--- begin ---

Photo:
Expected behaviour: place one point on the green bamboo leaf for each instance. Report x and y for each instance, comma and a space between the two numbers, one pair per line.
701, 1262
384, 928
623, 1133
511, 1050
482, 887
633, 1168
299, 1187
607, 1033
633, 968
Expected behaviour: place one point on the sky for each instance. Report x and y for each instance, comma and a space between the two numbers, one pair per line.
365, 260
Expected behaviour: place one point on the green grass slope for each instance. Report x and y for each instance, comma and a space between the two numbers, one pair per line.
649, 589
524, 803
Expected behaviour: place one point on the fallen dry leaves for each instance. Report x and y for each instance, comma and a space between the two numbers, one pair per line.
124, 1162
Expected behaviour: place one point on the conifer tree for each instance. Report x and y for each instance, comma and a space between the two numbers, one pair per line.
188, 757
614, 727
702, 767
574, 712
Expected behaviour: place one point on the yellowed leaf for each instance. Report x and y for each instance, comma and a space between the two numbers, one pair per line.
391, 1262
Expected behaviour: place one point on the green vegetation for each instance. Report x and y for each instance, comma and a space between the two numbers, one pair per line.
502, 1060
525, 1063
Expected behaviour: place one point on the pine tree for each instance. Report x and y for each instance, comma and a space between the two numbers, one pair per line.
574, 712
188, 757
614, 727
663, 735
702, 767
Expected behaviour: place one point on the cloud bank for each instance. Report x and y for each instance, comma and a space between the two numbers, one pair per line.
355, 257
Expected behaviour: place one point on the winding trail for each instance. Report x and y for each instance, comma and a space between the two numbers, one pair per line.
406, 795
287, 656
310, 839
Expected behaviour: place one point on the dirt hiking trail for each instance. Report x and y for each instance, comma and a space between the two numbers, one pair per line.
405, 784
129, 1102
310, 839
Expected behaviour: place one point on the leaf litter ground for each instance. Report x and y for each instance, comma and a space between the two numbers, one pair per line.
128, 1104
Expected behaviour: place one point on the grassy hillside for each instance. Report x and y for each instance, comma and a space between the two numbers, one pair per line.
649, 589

--- end ---

-- Stated goal --
The line containing "Expected behaviour: place one point on the pine" marks the start; retype it and each line after it through the end of the records above, exactly.

-- Exercise answer --
Expected behaviour: place one point on the pine tree for each instance. Report x and y for each instance, comma and a space between the two numbers, one pair per line.
574, 712
188, 757
614, 727
663, 735
702, 767
Expected behaviour: place one point on the cloud bank for each instance. Report x and y for each instance, comma and a space between the two numbers, one pair per line.
355, 257
Expected behaviour: place one point on the winding trail for each instance. Report x and y for each instance, comma and a space between the two numbers, one pair per line.
406, 795
287, 656
310, 839
Expected behaviour: place one point on the dirt hiking trail for each instance. Report x and y for each instance, comma and a space between the two numbers, one pair per line.
405, 784
129, 1102
310, 839
Expected behaviour: place one point on the leaf litter ground for each instance. Report x and y for each instance, comma and a space between the two numbers, one pair per line.
128, 1104
Expected behaviour: place one point on the grassy hillside for each instance. Report x and y for each instance, comma and a space between the two numbers, one pair per line.
649, 589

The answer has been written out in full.